* AIM OF THE EXERCISE
Quote the TinyXML-2 readme below word for word, between "33TinyXML-2 uses a" and "off you go.", inclusive.

* EXTRACT PROVIDED
========
1TinyXML-2
2=========
3
4[![TravisCI Status](https://travis-ci.org/leethomason/tinyxml2.svg?branch=master)](https://travis-ci.org/leethomason/tinyxml2) [![AppVeyor Status](https://ci.appveyor.com/api/projects/status/github/leethomason/tinyxml2?branch=master&svg=true)](https://ci.appveyor.com/project/leethomason/tinyxml2)
5
6![TinyXML-2 Logo](http://www.grinninglizard.com/tinyxml2/TinyXML2_small.png)
7
8TinyXML-2 is a simple, small, efficient, C++ XML parser that can be
9easily integrated into other programs.
10
11The master is hosted on github:
12https://github.com/leethomason/tinyxml2
13
14The online HTML version of these docs:
15http://leethomason.github.io/tinyxml2/
16
17Examples are in the "related pages" tab of the HTML docs.
18
19What it does.
20-------------
21
22In brief, TinyXML-2 parses an XML document, and builds from that a
23Document Object Model (DOM) that can be read, modified, and saved.
24
25XML stands for "eXtensible Markup Language." It is a general purpose
26human and machine readable markup language to describe arbitrary data.
27All those random file formats created to store application data can
28all be replaced with XML. One parser for everything.
29
30http://en.wikipedia.org/wiki/XML
31
32There are different ways to access and interact with XML data.
33TinyXML-2 uses a Document Object Model (DOM), meaning the XML data is parsed
34into a C++ objects that can be browsed and manipulated, and then
35written to disk or another output stream. You can also construct an XML document
36from scratch with C++ objects and write this to disk or another output
37stream. You can even use TinyXML-2 to stream XML programmatically from
38code without creating a document first.
39
40TinyXML-2 is designed to be easy and fast to learn. It is one header and
41one cpp file. Simply add these to your project and off you go.
42There is an example file - xmltest.cpp - to get you started.
43
44TinyXML-2 is released under the ZLib license,
45so you can use it in open source or commercial code. The details
46of the license are at the top of every source file.
47
48TinyXML-2 attempts to be a flexible parser, but with truly correct and
49compliant XML output. TinyXML-2 should compile on any reasonably C++
50compliant system. It does not rely on exceptions, RTTI, or the STL.
51
52What it doesn't do.
========
* ENTRIES SUPPLIED

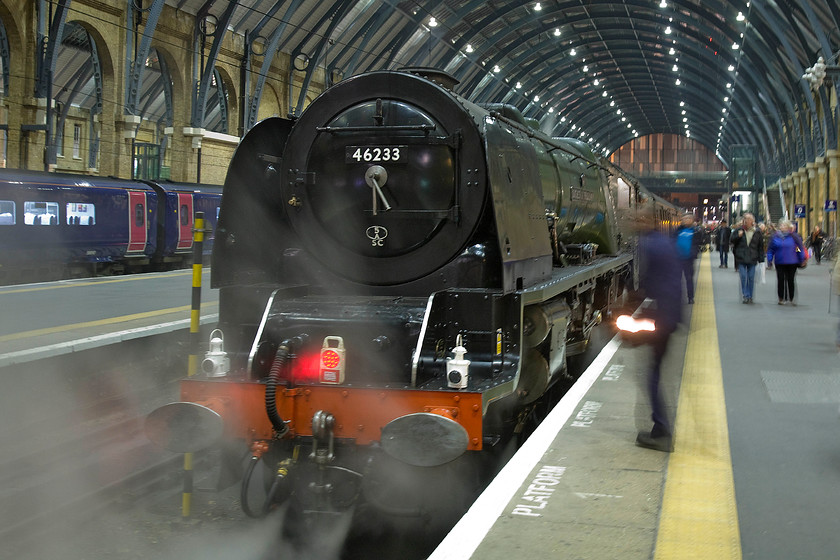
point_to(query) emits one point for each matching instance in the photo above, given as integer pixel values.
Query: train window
(40, 213)
(80, 214)
(7, 213)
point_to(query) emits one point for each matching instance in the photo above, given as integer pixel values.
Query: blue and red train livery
(56, 225)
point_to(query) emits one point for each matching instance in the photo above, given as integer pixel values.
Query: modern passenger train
(403, 276)
(56, 225)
========
* CORRECT RESULT
33TinyXML-2 uses a Document Object Model (DOM), meaning the XML data is parsed
34into a C++ objects that can be browsed and manipulated, and then
35written to disk or another output stream. You can also construct an XML document
36from scratch with C++ objects and write this to disk or another output
37stream. You can even use TinyXML-2 to stream XML programmatically from
38code without creating a document first.
39
40TinyXML-2 is designed to be easy and fast to learn. It is one header and
41one cpp file. Simply add these to your project and off you go.